M. de Lamartine n’ira pas si loin. L’Europe connaît ce beau talent poétique, et peut-être l’observation que j’ai faite sur l’incompatibilité de l’avocat et de l’homme politique s’applique-t-elle avec une égale justesse à l’incompatibilité du poète et de l’orateur homme d’état. Le début de M. de Lamartine l’a bien prouvé. Son projet sur l’Orient a été l’objet de quelques moqueries dans ce monde d’affaires, en Autriche, en Russie, dont la Gazette d’Augsbourg est le représentant. Depuis, M. de Lamartine s’est mieux posé ; l’avenir du parti royaliste sage, intelligent, lui appartient ; de la patience, et l’on reconnaîtra que le rôle conservateur est le seul qui puisse se créer une opinion qui veut rester monarchique. Il faudra que M. de Lamartine se pénètre profondément de ce rôle ; qu’il sache subir les sarcasmes, réduire sa politique à des proportions positives, à des appréciations de faits et d’actes. Plus tard on viendra à lui. Ses amis qui ont mis quatre ans pour apprendre qu’une représentation dans une chambre est une force, apprendront encore qu’un rapprochement avec le pouvoir n’est point une trahison, et qu’on peut saisir un portefeuille avec espérance d’être utile à son parti.

___

### Consigne
Répondez à ces questions d'après l'extrait sur M. de Lamartine :
1. Sur quelle région portait le projet de M. de Lamartine dont on s'est moqué ?
2. À qui appartient l'avenir du parti royaliste sage et intelligent ?
3. Combien d'années ses amis ont-ils mis pour apprendre qu'une représentation dans une chambre est une force ?

### Enregistrements issus d'une collecte de données
___

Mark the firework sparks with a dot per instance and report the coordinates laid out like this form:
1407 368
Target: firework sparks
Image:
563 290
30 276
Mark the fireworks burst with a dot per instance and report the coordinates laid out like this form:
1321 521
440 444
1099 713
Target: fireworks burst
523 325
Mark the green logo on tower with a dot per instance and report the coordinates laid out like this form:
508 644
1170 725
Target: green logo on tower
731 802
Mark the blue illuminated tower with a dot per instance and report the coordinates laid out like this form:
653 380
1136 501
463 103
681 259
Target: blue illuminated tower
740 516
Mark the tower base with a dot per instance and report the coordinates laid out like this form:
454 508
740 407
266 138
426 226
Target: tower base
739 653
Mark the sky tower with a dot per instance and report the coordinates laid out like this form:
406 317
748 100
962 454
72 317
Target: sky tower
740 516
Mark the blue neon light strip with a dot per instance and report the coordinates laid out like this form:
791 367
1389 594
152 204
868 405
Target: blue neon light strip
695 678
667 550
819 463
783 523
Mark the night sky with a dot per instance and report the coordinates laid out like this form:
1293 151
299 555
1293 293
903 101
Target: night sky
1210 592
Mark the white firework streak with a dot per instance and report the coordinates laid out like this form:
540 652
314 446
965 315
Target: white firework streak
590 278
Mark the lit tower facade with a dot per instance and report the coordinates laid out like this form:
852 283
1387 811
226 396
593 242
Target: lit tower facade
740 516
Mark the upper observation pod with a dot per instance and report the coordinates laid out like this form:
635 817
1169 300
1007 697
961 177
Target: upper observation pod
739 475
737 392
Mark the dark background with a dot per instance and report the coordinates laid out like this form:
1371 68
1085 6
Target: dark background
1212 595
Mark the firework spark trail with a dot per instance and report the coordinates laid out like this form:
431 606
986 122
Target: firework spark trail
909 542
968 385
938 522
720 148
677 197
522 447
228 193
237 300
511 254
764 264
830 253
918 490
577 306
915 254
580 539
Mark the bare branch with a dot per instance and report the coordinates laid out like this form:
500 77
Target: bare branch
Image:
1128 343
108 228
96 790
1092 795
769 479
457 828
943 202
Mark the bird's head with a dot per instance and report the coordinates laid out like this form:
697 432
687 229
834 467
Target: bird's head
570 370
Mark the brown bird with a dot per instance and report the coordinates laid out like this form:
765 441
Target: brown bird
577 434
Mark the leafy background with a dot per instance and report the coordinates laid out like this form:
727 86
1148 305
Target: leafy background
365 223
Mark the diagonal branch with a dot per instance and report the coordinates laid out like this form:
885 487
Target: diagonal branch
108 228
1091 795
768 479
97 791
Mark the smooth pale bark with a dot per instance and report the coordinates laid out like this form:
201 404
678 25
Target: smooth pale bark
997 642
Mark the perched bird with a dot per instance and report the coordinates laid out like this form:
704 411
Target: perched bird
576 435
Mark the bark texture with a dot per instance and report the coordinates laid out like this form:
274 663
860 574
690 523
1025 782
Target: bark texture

___

### Solution proposée
1. Son projet portait sur l'Orient.
2. Il appartient à M. de Lamartine.
3. Ils ont mis quatre ans.